▶ **Задание 1**
За какой проступок в египетских киновиях, по сообщению преп. Иоанна Кассиана, полагалось приносить публичное покаяние согласно тексту об исповеди в монастырях преп. Пахомия?
▶ **Задание 2**
Продолжите текст об исповеди в монастырях преп. Пахомия, начав сразу после его последнего предложения.

▶ **Исходный текст**
Нельзя сказать, чтобы в монастырях преп. Пахомия были совершенно неизвестны публичная исповедь и публичное покаяние. Но, как и исповедь частная, они носили здесь несакраментальный характер. Публичная исповедь была исключительно дисциплинарной мерой. Проступки, за которые она предписывалась, касались главным образом нарушения монастырского устава, а не личных грехов против одной христианской нравственности. Преп. Иоанн Кассиан сообщает, что в египетских киновиях было положено приносить публичное покаяние (publica poenitentia) за разбитие глиняного кувшина. Покаяние совершалось так: «Когда все братия соберутся на молитву, [виновный], простершись на земле, испрашивает прощение и до тех пор пребывает в таком положении, пока не кончится служба и игумен не велит встать с земли»320. Преп. Феодор, запретивший публичную исповедь грехов, не раз доводил до открытой исповеди в общем собрании нарушителей монастырского устава. Так он обличает, не называя по имени, четырех монахов, которые, рубя дрова, предавались шуткам и смеху. Виновные сошлись на средину собрания, начали громко плакать; обратившись на восток поверглись пред Богом, сознались, что обвинение преп. Феодора относится к ним; наконец, просили братий помолиться о них, что те и сделали. Виновным было предписано покаяние – исправить себя слезами и рыданиями (δάκρυσιν καὶ στεναγμοῖς). Когда в другой раз в общем собрании монахов по случаю Пасхи преп. Феодор стал говорить о грехе тайнояденйя, совершенном одним братом, тогда виновный монах, вставши пред всем собранием (более чем в две тысячи человек), «пал к ногам преп. Феодора и обличил себя; преп. Феодор закрыл его лицо своею милотью и не допустил его сделаться известным всему собранию»321. Все это примеры дисциплинарной исповеди.

▶ **Исходные данные**

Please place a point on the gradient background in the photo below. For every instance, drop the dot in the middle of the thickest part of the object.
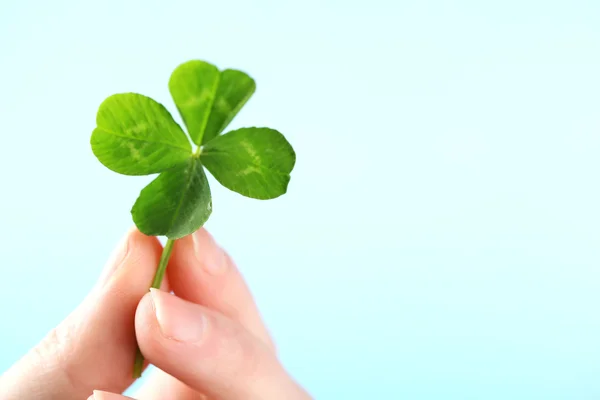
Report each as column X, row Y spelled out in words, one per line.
column 440, row 236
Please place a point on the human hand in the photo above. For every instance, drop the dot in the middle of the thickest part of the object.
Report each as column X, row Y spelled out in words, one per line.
column 208, row 340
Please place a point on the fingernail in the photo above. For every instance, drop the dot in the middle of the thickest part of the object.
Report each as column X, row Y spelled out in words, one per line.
column 99, row 395
column 208, row 253
column 178, row 319
column 116, row 258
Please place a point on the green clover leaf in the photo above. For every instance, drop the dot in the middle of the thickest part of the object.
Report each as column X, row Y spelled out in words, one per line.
column 255, row 162
column 136, row 135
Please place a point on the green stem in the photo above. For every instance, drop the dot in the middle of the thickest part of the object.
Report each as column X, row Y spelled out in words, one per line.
column 158, row 277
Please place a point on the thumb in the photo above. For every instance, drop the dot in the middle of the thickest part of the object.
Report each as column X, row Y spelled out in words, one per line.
column 94, row 347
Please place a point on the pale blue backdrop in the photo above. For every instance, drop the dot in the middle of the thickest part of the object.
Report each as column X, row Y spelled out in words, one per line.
column 440, row 237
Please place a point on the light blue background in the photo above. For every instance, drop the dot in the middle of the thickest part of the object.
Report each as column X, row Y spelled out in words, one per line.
column 440, row 237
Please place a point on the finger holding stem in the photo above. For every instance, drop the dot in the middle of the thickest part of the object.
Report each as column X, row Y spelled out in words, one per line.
column 156, row 282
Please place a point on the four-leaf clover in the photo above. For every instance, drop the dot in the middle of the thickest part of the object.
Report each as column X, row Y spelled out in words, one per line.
column 136, row 135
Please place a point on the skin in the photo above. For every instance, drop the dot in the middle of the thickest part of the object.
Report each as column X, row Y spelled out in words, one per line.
column 207, row 340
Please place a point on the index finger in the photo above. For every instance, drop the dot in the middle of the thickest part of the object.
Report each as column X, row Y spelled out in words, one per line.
column 200, row 271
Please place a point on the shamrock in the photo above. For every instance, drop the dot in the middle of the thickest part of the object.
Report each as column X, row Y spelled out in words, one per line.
column 135, row 135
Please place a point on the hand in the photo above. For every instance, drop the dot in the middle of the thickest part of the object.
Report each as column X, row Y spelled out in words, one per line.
column 208, row 340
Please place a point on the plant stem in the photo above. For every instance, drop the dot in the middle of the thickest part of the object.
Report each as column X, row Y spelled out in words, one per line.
column 158, row 277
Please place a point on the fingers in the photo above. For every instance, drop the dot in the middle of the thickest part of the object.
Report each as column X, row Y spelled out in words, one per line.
column 94, row 347
column 209, row 352
column 99, row 395
column 201, row 272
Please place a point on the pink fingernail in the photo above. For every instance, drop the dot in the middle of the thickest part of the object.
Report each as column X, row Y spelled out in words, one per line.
column 208, row 253
column 178, row 319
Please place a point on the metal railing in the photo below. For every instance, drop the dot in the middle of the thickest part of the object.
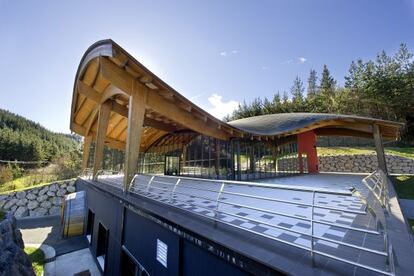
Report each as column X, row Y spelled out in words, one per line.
column 146, row 185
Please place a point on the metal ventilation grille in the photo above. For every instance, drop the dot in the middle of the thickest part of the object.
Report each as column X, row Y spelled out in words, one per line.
column 162, row 252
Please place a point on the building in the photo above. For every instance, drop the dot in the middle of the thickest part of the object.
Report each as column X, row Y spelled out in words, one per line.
column 168, row 140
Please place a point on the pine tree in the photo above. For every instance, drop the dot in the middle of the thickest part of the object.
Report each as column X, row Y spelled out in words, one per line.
column 312, row 84
column 328, row 83
column 296, row 91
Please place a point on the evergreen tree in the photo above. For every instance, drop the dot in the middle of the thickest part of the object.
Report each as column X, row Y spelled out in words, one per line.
column 328, row 83
column 312, row 84
column 296, row 91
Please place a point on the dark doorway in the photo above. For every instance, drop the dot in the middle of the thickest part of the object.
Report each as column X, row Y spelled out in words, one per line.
column 89, row 226
column 102, row 247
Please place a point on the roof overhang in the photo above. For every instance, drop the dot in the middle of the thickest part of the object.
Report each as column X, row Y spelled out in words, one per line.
column 107, row 73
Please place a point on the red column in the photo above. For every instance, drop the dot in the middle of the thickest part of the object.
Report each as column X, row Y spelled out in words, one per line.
column 307, row 145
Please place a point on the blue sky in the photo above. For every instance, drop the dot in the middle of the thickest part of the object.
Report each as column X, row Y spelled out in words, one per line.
column 216, row 53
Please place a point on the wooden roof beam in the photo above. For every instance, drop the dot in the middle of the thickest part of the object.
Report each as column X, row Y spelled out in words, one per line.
column 125, row 82
column 94, row 95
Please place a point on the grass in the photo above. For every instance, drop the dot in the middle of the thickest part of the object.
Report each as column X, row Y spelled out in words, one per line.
column 404, row 186
column 403, row 152
column 27, row 181
column 37, row 257
column 4, row 190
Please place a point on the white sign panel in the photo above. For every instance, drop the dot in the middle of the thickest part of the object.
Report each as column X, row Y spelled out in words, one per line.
column 162, row 252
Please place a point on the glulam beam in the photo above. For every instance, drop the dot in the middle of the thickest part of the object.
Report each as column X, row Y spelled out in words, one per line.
column 136, row 114
column 120, row 78
column 86, row 150
column 103, row 119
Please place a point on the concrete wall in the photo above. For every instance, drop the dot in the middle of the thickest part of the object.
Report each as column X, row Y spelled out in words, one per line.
column 364, row 163
column 13, row 260
column 39, row 201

▶ **Поле ответа 1**
За разбитие глиняного кувшина.

▶ **Поле ответа 2**
Для исправления личных недостатков братии преп. Феодор, по-видимому, раньше запрещения публичной исповеди употреблял еще особую меру, которая была открытой по форме, однако по своей сущности отличалась от публичной исповеди. В многочисленном собрании братии монахи один за другим подходили к подвижнику, прося его сказать пред всеми недостатки каждого. Он отвечал им порознь намеком, приводя текст Священного Писания, соответствующий моральному настроению каждого, и вызывал у йноко в слезы на глаза и чувство сокрушения в сердце322. Можно предполагать, что с установлением частной исповеди указанная мера оказалась лишней и больше не практиковалась.
Итак, в тавеннских монастырях Таинство покаяния совершалось без исповеди, в форме плача. Публичная исповедь личных грехов была запрещена. Для них введена была исповедь частная, старческая, имевшая исключительно Нравственно-педагогическое значение. Впрочем, была известна и публичная исповедь с публичным покаянием, но не сакраментального характера: при жизни прет Пахомия публичная исповедь употребляется своеобразно, а при его преемниках – только как мера дисциплинарная, в случаях нарушения монастырского устава.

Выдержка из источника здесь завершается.